--- Metin ---
--------

Osmanlı'da Kurban Bayramları

Osmanlı Devleti'nde Kurban merasimleri nasıl yapılırdı? Törenler hangi sarayda ifa edilir; padişahlar adına kaç hayvan kesilir ve askerlere nasıl ikramiyeler verilirdi?

1. BAYRAMLAR

Osmanlı kültür hayatında önemli bir yeri olan bayramlar için Saray’da ve halk arasında özel törenler tertiplenirdi. Saray’da Padişah ile yapılan bayramlaşmaya Muayede Alayı ya da Resm-i Muayede adı verilirdi.

2. CÜLÜSLERDEN SONRAKİ EN ÖNEMLİ TEBRİK

Osmanlı sarayında cülus tebrikinden sonra en ehemmiyetli merasim Ramazan ve Kurban Bayramlarında yapılan tebriklerdi. Zira Bayram merasimleri, mahiyetine istinaden yapılmakla birlikte, Osmanlı hanedanının ihtişamını ortaya koyması açısından da çok önemliydi. Çünkü İslam dünyasında iktidar sadece askeri güçle değil, saray ihtişamıyla ve zengin kamu törenleriyle de ölçülürdü. Osmanlı Devleti’nde resmi düzeyde bayramlaşma bir merasim çerçevesinde icra edilmiştir. Fatih Kanunnamesi ile söz konusu merasimin usul ve esasları belirlenmiş ve bu yöndeki düzenleme çok az değişikliklerle uzun müddet devam etmiştir.

6918b1f60b1898f61483c31084c02a50_big_r

3. BAYRAM ALAYI

Osmanlı padişahlarının bayram namazlarını kılmak için saraydan camiye gidiş ve dönüşleri sırasında yapılan merasimdir. Padişahın namaza gidiş gelişini Paus Lucas eserinde şöyle dile getirir: “At üzerindeki hükümdarın ihtişamı ile hiçbir şey mukayese edilmezdi. Bindiği ve yedekte götürdüğü atları yeryüzünün en güzel atları idi. Atların koşumları altın, inci ve mücevherlere boğulmuştu. Üniformaların çeşitliliği ve debdebesi, atların güzelliği ve koşumlarının zenginliği ve subayların çokluğu içinde alay intizam ve hem kendisinden hem de seyreden halktan gelen dikkate şayan bir sessizlik içinde yol alıyordu. Gerçekten de dünyanın en eğlenceli ve en meraklı gösterisi idi.

--------

--- Kayıt listesi ---
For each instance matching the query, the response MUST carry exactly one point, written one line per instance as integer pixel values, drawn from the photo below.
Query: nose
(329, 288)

--------

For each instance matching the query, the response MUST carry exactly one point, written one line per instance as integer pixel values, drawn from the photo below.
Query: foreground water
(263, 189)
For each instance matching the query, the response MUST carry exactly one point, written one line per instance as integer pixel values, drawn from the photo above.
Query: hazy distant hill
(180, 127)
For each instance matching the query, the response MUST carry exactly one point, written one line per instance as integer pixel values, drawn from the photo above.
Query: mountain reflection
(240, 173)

--------

--- Alıştırmalar ---
**1)** Osmanlı'daki bayramları anlatan metne göre, sarayda padişahla yapılan bayramlaşmaya ne ad verilirdi?
**2)** Osmanlı'daki bayramları anlatan metnin devamını yazın.

--- Alıştırma cevapları ---
**1)** Muayede Alayı ya da Resm-i Muayede adı verilirdi.

**2)**
4. BAYRAM TEBRİK MERASİMLERİ

19’uncu yüzyılın ortalarına kadar Topkapı Sarayı’nda, 1867 yılından itibaren (Sultan Abdülhamid döneminde Yıldız Sarayı’nda yapılan iki bayram töreni hariç) Dolmabahçe Sarayı’nın orta kısmındaki Büyük Muayede Salonu’nda yapıldı. Sultan II. Abdülhamid döneminde ve yirminci yüzyılın başlarında bayramlar daha sade bir biçimde kutlanmakla birlikte temel unsurlar devam etti.

5. BAYRAM NAMAZI

Bayram namazı için gidilecek camiyi bayramdan önce padişahın kendisi seçer, bu, genellikle Ayasofya veya Sultan Ahmet camilerinden biri olurdu. Padişahların bayramın birinci günü sabah namazını Hırka-i Saadet Dairesi’nde kılmaları adet idi. Darüssaade Ağası ile Silahdar Ağa ve sair Padişah yakınları bayramlaşmayı burada yaparlardı.

6. KURBANLIKLAR

Bir yabancı seyyahın kalemiyle Osmanlı payitahtındaki bir Kurban Bayramı şöyle anlatılır: “Tanzimat öncesinde sığır eti pek makbul olmadığından koyun eti tüketilirdi. 17 Kasım Cuma günü Türklerin bayramı idi… Bayram üç gün devam etti. Bu bayramda pazara pek çok koyun getiriliyor. Herkes koyun yemek istiyor. Fakirlere de et dağıtıyorlar ve birbirlerine ikram ediyorlar. Bayramda çok neşeli oluyorlar... Hali vakti yerinde olanlar koyun kesip fakirlere dağıtıyor. Bu bir nevi sadaka oluyor. Türkler buna kurban diyorlar.”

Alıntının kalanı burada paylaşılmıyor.